Object location annotation data
** BEGIN **
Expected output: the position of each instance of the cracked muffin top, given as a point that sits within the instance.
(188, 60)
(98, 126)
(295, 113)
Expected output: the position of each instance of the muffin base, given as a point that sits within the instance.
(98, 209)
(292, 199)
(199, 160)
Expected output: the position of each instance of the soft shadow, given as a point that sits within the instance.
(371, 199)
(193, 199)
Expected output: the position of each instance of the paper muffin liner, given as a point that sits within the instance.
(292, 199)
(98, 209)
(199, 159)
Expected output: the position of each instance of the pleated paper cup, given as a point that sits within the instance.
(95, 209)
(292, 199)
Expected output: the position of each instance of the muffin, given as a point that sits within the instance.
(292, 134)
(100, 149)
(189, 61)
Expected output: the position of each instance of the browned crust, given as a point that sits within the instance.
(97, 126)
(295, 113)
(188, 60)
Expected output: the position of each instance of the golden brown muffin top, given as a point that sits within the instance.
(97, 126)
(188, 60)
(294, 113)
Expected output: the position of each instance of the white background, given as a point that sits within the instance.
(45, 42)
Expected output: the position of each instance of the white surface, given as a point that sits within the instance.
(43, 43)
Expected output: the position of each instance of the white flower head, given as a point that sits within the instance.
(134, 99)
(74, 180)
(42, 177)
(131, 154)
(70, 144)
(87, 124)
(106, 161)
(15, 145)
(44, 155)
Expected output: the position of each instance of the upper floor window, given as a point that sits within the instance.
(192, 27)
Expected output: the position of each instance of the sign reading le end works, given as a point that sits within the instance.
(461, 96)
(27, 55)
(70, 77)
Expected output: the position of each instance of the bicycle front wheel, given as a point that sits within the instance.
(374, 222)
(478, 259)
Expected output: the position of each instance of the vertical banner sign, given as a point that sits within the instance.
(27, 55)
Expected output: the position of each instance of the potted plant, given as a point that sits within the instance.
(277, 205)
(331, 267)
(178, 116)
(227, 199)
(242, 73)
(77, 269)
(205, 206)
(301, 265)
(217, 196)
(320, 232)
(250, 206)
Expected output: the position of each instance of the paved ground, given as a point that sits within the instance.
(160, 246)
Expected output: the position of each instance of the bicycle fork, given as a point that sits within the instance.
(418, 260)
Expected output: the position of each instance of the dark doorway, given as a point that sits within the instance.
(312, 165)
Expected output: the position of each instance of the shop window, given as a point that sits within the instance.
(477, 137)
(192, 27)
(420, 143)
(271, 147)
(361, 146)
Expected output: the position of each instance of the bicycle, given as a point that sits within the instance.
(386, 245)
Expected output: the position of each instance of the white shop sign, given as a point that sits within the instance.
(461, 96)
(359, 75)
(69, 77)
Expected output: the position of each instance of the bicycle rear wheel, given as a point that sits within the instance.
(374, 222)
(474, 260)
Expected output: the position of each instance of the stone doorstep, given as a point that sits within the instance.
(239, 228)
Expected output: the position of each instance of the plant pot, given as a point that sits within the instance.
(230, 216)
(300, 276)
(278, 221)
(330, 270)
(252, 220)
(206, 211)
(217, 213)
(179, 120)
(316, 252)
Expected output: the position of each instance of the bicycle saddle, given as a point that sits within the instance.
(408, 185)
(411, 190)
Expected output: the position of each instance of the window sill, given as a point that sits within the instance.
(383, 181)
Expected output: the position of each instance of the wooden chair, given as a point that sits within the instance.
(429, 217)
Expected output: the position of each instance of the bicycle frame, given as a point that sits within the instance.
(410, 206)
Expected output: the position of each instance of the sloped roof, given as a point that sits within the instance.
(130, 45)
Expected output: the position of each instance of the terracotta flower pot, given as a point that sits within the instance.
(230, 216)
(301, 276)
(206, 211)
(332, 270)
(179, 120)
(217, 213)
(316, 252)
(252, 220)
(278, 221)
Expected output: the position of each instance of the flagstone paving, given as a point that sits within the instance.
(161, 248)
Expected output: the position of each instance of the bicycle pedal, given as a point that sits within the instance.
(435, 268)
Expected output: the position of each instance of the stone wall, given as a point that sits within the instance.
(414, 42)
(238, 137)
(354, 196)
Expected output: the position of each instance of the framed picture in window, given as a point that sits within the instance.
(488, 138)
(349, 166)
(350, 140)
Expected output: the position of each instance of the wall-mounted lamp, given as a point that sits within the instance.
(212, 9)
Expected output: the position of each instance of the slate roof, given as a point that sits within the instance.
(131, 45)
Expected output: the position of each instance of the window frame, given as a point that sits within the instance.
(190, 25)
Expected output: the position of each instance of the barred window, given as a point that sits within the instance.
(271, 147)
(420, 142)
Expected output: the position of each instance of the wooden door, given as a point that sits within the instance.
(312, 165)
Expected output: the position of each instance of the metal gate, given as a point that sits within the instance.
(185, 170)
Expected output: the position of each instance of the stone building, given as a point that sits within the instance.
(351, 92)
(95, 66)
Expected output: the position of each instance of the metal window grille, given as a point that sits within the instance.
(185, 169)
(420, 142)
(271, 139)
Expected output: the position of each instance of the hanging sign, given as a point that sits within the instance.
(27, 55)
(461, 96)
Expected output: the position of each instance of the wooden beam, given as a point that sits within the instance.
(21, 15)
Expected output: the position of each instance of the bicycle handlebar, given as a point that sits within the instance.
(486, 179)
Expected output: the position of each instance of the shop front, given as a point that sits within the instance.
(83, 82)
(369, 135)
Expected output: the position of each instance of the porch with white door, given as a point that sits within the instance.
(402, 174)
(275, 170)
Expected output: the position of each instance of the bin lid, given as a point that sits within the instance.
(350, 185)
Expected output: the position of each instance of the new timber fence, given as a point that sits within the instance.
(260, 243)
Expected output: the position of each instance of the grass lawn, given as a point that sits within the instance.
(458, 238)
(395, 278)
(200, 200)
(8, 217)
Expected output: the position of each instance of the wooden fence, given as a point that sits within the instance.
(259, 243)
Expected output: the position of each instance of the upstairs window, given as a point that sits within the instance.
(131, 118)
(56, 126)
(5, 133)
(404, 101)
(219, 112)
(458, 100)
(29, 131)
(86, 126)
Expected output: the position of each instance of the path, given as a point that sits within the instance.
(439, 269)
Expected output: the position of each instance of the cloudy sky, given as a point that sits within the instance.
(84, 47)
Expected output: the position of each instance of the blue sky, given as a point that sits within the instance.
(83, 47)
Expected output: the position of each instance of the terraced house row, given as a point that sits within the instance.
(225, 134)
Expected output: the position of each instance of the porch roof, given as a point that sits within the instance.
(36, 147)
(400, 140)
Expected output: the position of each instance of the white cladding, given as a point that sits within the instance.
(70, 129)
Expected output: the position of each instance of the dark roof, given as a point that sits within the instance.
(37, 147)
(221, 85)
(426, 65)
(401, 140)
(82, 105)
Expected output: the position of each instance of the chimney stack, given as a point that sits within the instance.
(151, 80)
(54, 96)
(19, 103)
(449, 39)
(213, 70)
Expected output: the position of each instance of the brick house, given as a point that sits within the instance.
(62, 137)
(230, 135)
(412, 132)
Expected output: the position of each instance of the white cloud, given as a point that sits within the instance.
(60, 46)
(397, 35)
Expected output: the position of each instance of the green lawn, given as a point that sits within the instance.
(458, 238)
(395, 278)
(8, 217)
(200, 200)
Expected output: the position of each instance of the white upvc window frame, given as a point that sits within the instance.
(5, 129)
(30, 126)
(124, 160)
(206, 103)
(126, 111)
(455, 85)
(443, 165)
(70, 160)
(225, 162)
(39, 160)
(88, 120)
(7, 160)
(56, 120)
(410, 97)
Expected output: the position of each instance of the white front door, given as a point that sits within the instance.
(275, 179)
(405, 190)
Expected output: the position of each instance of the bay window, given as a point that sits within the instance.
** END **
## PROBLEM
Reproduce all of the data above, swapping "Expected output" for "Required output" wherever it occurs and keeping every other line the same.

## EXERCISE RESPONSE
Required output: the position of each instance of the cracked muffin top, given as a point that sits within the instance.
(188, 60)
(98, 126)
(295, 113)
Required output: the position of each instance of the muffin base, given as a point that sits within the instance.
(98, 209)
(292, 199)
(199, 160)
Required output: the position of each instance of the soft shadow, given as a point that sits within the instance.
(371, 199)
(193, 199)
Required output: the position of each instance of the paper muffin liner, given as a point that sits within the instance.
(292, 199)
(98, 209)
(199, 159)
Required output: the position of each instance of the pleated paper cup, given as a point that sits within the instance.
(95, 209)
(292, 199)
Required output: the position of each instance of the muffin, given as a point that sits within the instance.
(292, 134)
(100, 149)
(189, 61)
Required output: the position of each instance of the browned crust, given as a point that sits within the instance.
(97, 126)
(295, 113)
(188, 60)
Required output: the position of each instance of the golden brown muffin top, given as a point that sits within the instance.
(97, 126)
(188, 60)
(294, 113)
Required output: the position of each instance of the white background, given as a point that sits within the instance.
(45, 42)
Required output: the position of each instance of the white surface, given as a point that sits within the instance.
(43, 43)
Required output: the position of each instance of the white flower head, given as a point that sits within the instance.
(134, 99)
(74, 180)
(42, 177)
(131, 154)
(70, 144)
(87, 124)
(106, 161)
(15, 145)
(44, 155)
Required output: the position of each instance of the upper floor window, given as a point that sits within the instance.
(192, 27)
Required output: the position of each instance of the sign reading le end works, given as a point that sits within the instance.
(461, 96)
(27, 55)
(70, 77)
Required output: the position of each instance of the bicycle front wheel, given as a point that sits within the instance.
(374, 222)
(478, 259)
Required output: the position of each instance of the vertical banner sign, given as a point that sits within the instance.
(27, 55)
Required output: the position of each instance of the potted plant, given as a point that sits within the instance.
(277, 205)
(331, 267)
(178, 116)
(227, 199)
(242, 73)
(77, 269)
(205, 206)
(301, 265)
(217, 196)
(320, 232)
(250, 206)
Required output: the position of each instance of the paved ground, given as a point that sits within the instance.
(160, 246)
Required output: the position of each instance of the bicycle fork, given as a point that sits within the instance.
(418, 260)
Required output: the position of each instance of the dark doorway, given as a point that sits within the instance.
(312, 165)
Required output: the position of each instance of the shop window, given as a point that sits within the instance.
(477, 137)
(192, 27)
(420, 143)
(271, 147)
(361, 146)
Required output: the position of each instance of the bicycle, given as a point that sits within the instance.
(386, 245)
Required output: the position of each instance of the white shop sign, given as a point that sits within the instance.
(461, 96)
(359, 75)
(69, 77)
Required output: the position of each instance of the bicycle rear wheel, given as a point that sits within the instance.
(374, 222)
(474, 260)
Required output: the position of each instance of the stone doorstep, given as a point that sits within the instance.
(239, 228)
Required output: the position of each instance of the plant pot, given as a point that sits within the instance.
(230, 216)
(300, 276)
(278, 221)
(330, 270)
(252, 220)
(206, 211)
(217, 213)
(179, 120)
(316, 252)
Required output: the position of each instance of the bicycle saddle, given as a point that sits within the instance.
(408, 185)
(411, 190)
Required output: the position of each instance of the window sill, given as a point that sits within the instance.
(383, 181)
Required output: the position of each instance of the wooden chair, given as a point that sits within the instance.
(429, 217)
Required output: the position of each instance of the bicycle frame, given as a point that sits within the instance.
(410, 206)
Required output: the position of each instance of the sloped roof, given as a point that sits within the instance.
(130, 45)
Required output: the position of each instance of the terracotta flower pot, given as a point that sits within the instance.
(230, 216)
(301, 276)
(206, 211)
(332, 270)
(179, 120)
(217, 213)
(316, 252)
(252, 220)
(278, 221)
Required output: the position of each instance of the flagstone paving, given as a point that sits within the instance.
(161, 248)
Required output: the position of each instance of the bicycle pedal, given as a point that sits within the instance.
(435, 268)
Required output: the position of each instance of the stone wall, given as a point that sits within the instance.
(414, 42)
(238, 137)
(354, 196)
Required output: the position of each instance of the framed picture in window, given as a point that sits within the instance.
(488, 138)
(349, 166)
(350, 140)
Required output: the position of each instance of the wall-mounted lamp, given as a point that sits within the instance.
(212, 9)
Required output: the position of each instance of the slate roof, given as a point that sits within the instance.
(131, 45)
Required output: the position of each instance of the window frame, given as a point that sits within the instance.
(190, 25)
Required output: the position of each instance of the barred window, given as a point that sits within the instance.
(271, 147)
(420, 142)
Required output: the position of each instance of the wooden door, given as a point that sits within the instance.
(312, 165)
Required output: the position of each instance of the metal gate, given as a point that sits within the instance.
(185, 170)
Required output: the position of each instance of the stone building, given as a point that sits within the instance.
(351, 92)
(95, 66)
Required output: the position of each instance of the metal window grille, given as a point that sits within the instance.
(185, 169)
(420, 142)
(271, 139)
Required output: the position of each instance of the hanging sign, given as a point that sits within the instance.
(27, 55)
(461, 96)
Required output: the position of each instance of the wooden beam, given as a point that sits within the instance.
(21, 15)
Required output: the position of each instance of the bicycle handlebar, given as a point that sits within the instance.
(486, 179)
Required output: the position of each instance of the shop front, given as a point that sits within the instance.
(83, 82)
(369, 135)
Required output: the position of each instance of the porch with white door, given as a point that sits within the instance.
(402, 174)
(275, 170)
Required output: the position of each instance of the bin lid, given as a point that sits within the instance.
(350, 185)
Required output: the position of each instance of the new timber fence, given as a point that sits within the instance.
(260, 243)
Required output: the position of each instance of the grass lawn, given as a point that sits within the instance.
(458, 238)
(395, 278)
(200, 200)
(8, 217)
Required output: the position of each instance of the wooden fence, given as a point that sits within the instance.
(259, 243)
Required output: the position of each instance of the upstairs window, given as a point that sits within the instance.
(131, 118)
(56, 126)
(5, 133)
(404, 101)
(219, 112)
(458, 100)
(29, 131)
(86, 126)
Required output: the position of each instance of the path, given as a point that sits within the instance.
(439, 269)
Required output: the position of each instance of the cloudy sky, given as a point that sits within the instance.
(84, 47)
Required output: the position of each instance of the blue sky, given as a point that sits within the instance.
(83, 47)
Required output: the position of each instance of the terraced house row, given as a point that sits within the instance.
(225, 134)
Required output: the position of each instance of the porch roof, given as a point that sits within the instance.
(36, 147)
(400, 140)
Required output: the position of each instance of the white cladding, given as a point that sits within the instance.
(70, 129)
Required output: the position of each instance of the dark roof, given as a point that sits within the instance.
(37, 147)
(221, 85)
(426, 65)
(401, 140)
(82, 105)
Required output: the position of each instance of the chimney stack, given as a point that sits within the instance.
(151, 80)
(54, 96)
(19, 103)
(449, 39)
(213, 70)
Required output: the position of each instance of the brick house, given as a point that sits within the instance.
(62, 137)
(230, 135)
(412, 132)
Required output: the position of each instance of the white cloud, given as a point that sits within the instance.
(60, 46)
(397, 35)
Required output: the position of each instance of the green lawn, given as a point that sits within the instance.
(458, 238)
(395, 278)
(8, 217)
(200, 200)
Required output: the position of each instance of the white upvc window frame, given as a point that sits within the instance.
(5, 129)
(30, 126)
(124, 160)
(206, 103)
(126, 111)
(455, 85)
(443, 165)
(70, 160)
(225, 162)
(39, 160)
(88, 120)
(7, 160)
(56, 120)
(410, 97)
Required output: the position of each instance of the white front door, given as a point that sits within the instance.
(275, 179)
(405, 190)
Required output: the position of each instance of the bay window, given as a point that sits within the instance.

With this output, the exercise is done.